- **GIVEN EXERCISE 1**
Find each line in the entries below that contains the string "bounding", and copy those lines. Treat uppercase and lowercase as different.

- **SUPPLIED TEXT**

April 5, 1948, three days subsequent to appeal of Mangaoang et al. from order entered April 2, 1948, adjudging them guilty of contempt for failure to comply with the order entered March 8, 1948, for production of documents for inspection, the court issued an order requiring Mangaoang, Abella, Dumlao, and Navarro, to show cause why they should not be adjudged guilty of contempt by reason of their failure to comply with the order entered March 8, 1948, for production of documents for inspection.

Realtors (Mangaoang, Abella, Dumlao, and Navarro) seek a writ of prohibition to restrain the superior court for King county from requiring relators to show cause why they should not be held in contempt of court for failure to comply with the order entered March 8, 1948, requiring the production of documents for inspection.

Relators timely appealed from the order entered April 2, 1948, and deposited with the clerk of the superior court two hundred dollars in cash in lieu of appeal bond in that amount. Rem. Rev. Stat., §§ 1721, 1722.

 May 1948]     STATE EX REL. MANGAOANG v. SUP. CT. 695

Counsel for relators contend that, as they had appealed from the order entered April 2, 1948, adjudging them guilty of contempt of court for failure to comply with the order of March 8, 1948, the trial court was proceeding in excess of its jurisdiction to order relators to show cause why they should not be adjudged in contempt of court for noncompliance with the order entered March 8, 1948.

[1, 2] The order entered April 2, 1948, adjudging relators guilty of contempt, is an appealable order. When relators gave notice of appeal and deposited two hundred dollars in money in lieu of appeal bond to render the appeal effectual (Rem. Rev. Stat., §§ 1721, 1722, 1731 [P.P.C. §§ 5-15, -17, -551]), this court acquired jurisdiction of the appeal for all necessary purposes, and the trial court retained jurisdiction only as to all proceedings required to be taken in it. The effect of the appeal was not to vacate the order from which the appeal was taken, but only to suspend the enforcement of the order until the review by this court was concluded.

- **Entries on locating named things**
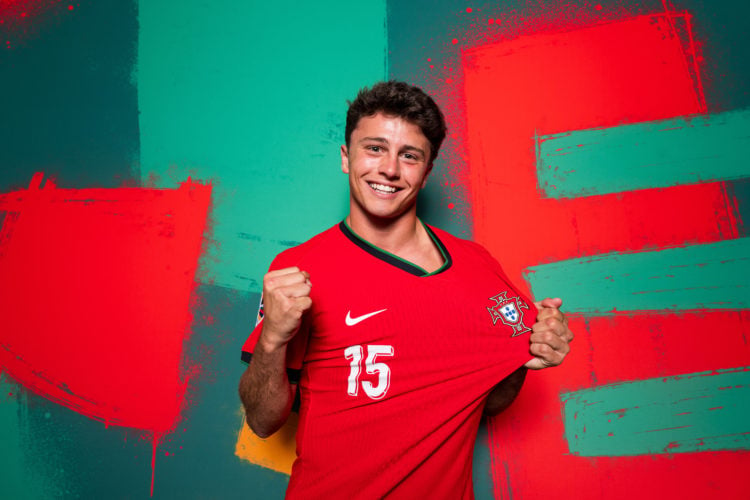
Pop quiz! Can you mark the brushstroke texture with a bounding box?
[526,238,750,315]
[537,110,750,198]
[0,174,211,434]
[560,367,750,456]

- **GIVEN EXERCISE 2**
Supply the next part of the court opinion above on the Mangaoang contempt appeal, picking up after its final sentence.

- **EXPECTED ANSWER 1**
Pop quiz! Can you mark the brushstroke texture with a bounding box?

- **EXPECTED ANSWER 2**
[3] While an order for the inspection of papers, under Rem. Rev. Stat., § 1262 [P.P.C. § 44-1], is not a final order from which an appeal can be taken directly, the order which is entered adjudging a party guilty of contempt for refusal to comply with such order, is an appealable order. Rem. Rev. Stat., § 1062 [P.P.C. § 20-27]. When an appeal has been taken from a contempt order, as in the case at bar, in the manner prescribed by statute, this court acquires jurisdiction of the cause, and the trial court retains jurisdiction only as to all proceedings required to be taken in it.

[4] It was not (as urged by counsel for respondent), under the facts of this cause, prerequisite to review by this court that relators file a bond superseding the order of March 8, 1948, requiring production of records for inspection. Each failure subsequent to appeal from order entered April 2, 1948, to obey the order entered March 8, 1948, will not be a separate contempt. Relators could not appeal from the order entered March 8, 1948, to produce records for inspection, as such order is interlocutory and not appealable. The only remedy of relators would be to produce the records,

 696    STATE EX REL. MANGAOANG v. SUP. CT. [30 Wn. (2d)

if possible, and to appeal from the final order in the cause. The other alternative of realtors would be to refuse to produce the documents and appeal from a judgment of contempt. Rem. Rev. Stat., §1062.

Relators appealed, in the manner prescribed by statute, from the order entered April 2, 1948, adjudging them guilty of contempt, by which appeal this court acquired jurisdiction. We find nothing in the statute requiring, under the facts recited above, the giving of bond to supersede the order of March 8, 1948.

In State ex rel. Seattle General Contract Co. v. Superior Court, 56 Wash. 649, 106 Pac. 150, 28 L. R. A. (N.S.) 516, we held that an order for inspection of papers, under Bal. Code, § 6047, now Rem. Rev. Stat., §1262, is not a final order from which an appeal can be taken directly, and that the party who was ordered to produce the papers might refuse to obey the order and appeal from judgment of contempt for refusal to produce the papers. See, also, State ex rel. Peterson v. Superior Court, 67 Wash. 370, 121 Pac. 836.

[5] The order issued by the court April 5, 1948, requiring relators to show cause why they should not be adjudged guilty of contempt by reason of their noncompliance with the order entered March 8, 1948, for production of documents for inspection, was made without authority of law, in view of the perfected appeal of relators from the order entered April 2, 1948, which divested the trial court of jurisdiction in the matter.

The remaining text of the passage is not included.